PROBLEM: In full and word for word, restate the lines of the listing.

THE DATA:
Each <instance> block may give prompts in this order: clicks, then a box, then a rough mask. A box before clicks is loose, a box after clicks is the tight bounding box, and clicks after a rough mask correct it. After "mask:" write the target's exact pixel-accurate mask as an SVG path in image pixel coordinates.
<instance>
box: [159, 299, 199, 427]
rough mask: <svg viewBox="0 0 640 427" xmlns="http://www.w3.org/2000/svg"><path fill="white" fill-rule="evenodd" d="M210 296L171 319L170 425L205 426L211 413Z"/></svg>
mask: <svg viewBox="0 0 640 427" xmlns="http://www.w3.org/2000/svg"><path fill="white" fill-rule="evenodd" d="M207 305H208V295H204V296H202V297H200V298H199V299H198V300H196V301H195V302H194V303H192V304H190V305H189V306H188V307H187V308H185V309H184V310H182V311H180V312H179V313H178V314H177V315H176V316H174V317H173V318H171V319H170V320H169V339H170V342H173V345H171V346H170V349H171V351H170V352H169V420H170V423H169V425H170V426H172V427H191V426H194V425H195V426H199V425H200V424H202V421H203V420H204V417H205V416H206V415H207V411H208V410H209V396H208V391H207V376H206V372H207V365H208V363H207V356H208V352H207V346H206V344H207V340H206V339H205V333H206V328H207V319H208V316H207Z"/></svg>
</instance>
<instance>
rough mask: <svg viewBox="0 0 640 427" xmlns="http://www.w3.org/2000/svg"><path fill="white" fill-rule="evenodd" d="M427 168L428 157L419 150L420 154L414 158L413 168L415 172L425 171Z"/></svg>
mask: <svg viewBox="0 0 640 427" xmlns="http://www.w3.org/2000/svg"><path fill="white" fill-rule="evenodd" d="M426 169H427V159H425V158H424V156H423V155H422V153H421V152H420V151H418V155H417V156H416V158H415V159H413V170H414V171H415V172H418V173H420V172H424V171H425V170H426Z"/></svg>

TASK RESULT:
Each <instance> block may give prompts in this order: clicks, then a box, then a rough mask. A box before clicks is loose, a box after clicks is the tight bounding box, and clicks after a rough mask correct it. After "mask:" write the target's exact pixel-accurate mask as an SVG path in image pixel coordinates.
<instance>
box: [159, 299, 199, 427]
rough mask: <svg viewBox="0 0 640 427" xmlns="http://www.w3.org/2000/svg"><path fill="white" fill-rule="evenodd" d="M210 296L171 319L170 425L205 426L211 413Z"/></svg>
mask: <svg viewBox="0 0 640 427" xmlns="http://www.w3.org/2000/svg"><path fill="white" fill-rule="evenodd" d="M207 305H208V295H204V296H202V297H200V298H199V299H198V300H196V301H195V302H194V303H192V304H190V305H189V306H188V307H187V308H185V309H184V310H182V311H180V312H179V313H178V314H177V315H176V316H174V317H173V318H171V319H170V320H169V339H170V342H173V345H171V346H170V349H171V351H170V352H169V420H170V423H169V425H170V426H172V427H191V426H194V425H195V426H199V425H200V424H202V421H203V420H204V417H205V416H206V415H207V411H208V410H209V396H208V391H207V376H206V372H207V365H208V363H207V356H208V352H207V346H206V344H207V340H206V339H205V333H206V328H207V319H208V316H207Z"/></svg>
</instance>
<instance>
rough mask: <svg viewBox="0 0 640 427" xmlns="http://www.w3.org/2000/svg"><path fill="white" fill-rule="evenodd" d="M427 168L428 157L419 150L420 154L414 158L413 168L415 172L425 171Z"/></svg>
mask: <svg viewBox="0 0 640 427" xmlns="http://www.w3.org/2000/svg"><path fill="white" fill-rule="evenodd" d="M426 169H427V159H425V158H424V156H423V155H422V153H421V152H420V151H418V155H417V156H416V158H415V159H413V170H414V171H415V172H418V173H420V172H424V171H425V170H426Z"/></svg>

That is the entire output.